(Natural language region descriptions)
━━━━
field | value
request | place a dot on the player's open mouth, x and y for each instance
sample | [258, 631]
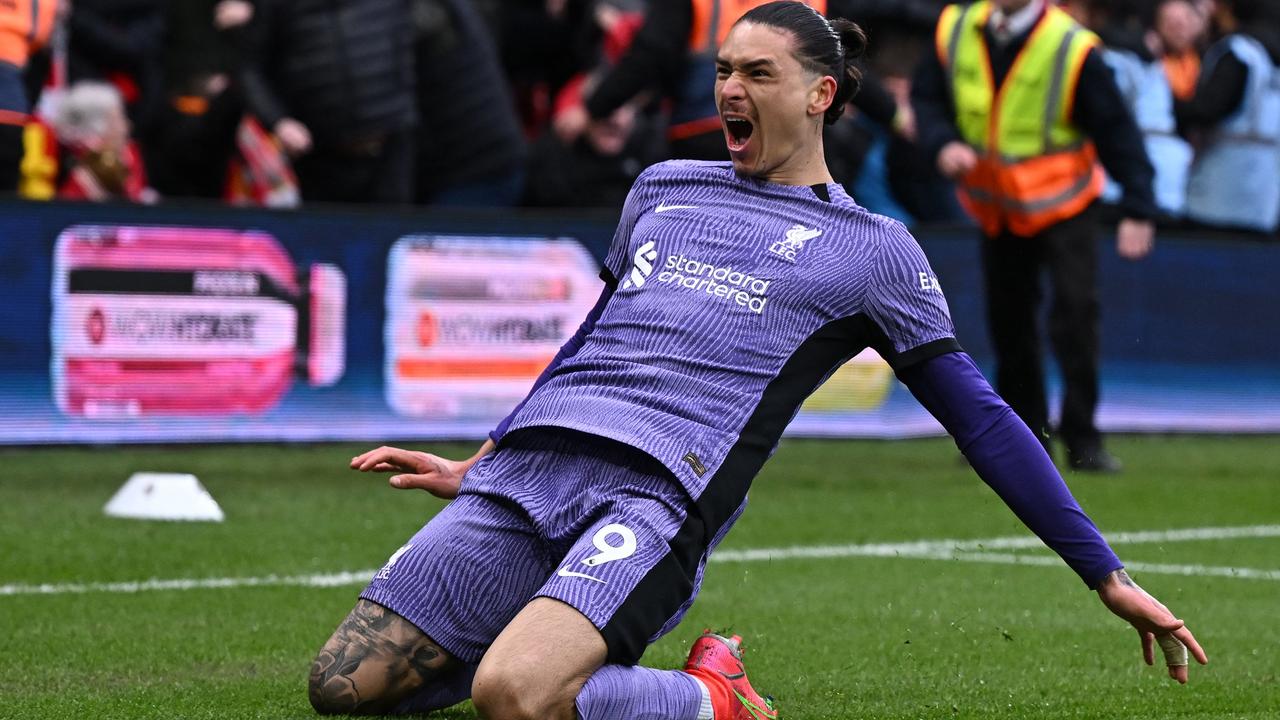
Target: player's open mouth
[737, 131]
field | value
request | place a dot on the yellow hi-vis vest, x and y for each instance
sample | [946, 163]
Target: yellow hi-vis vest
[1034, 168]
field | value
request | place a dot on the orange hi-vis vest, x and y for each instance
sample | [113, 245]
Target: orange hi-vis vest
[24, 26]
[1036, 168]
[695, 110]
━━━━
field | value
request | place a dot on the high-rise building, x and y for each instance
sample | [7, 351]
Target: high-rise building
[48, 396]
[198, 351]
━━━━
** Work required **
Examine the records and report how many lines contain the string "each". Only the number should be given.

** Answer to the problem **
4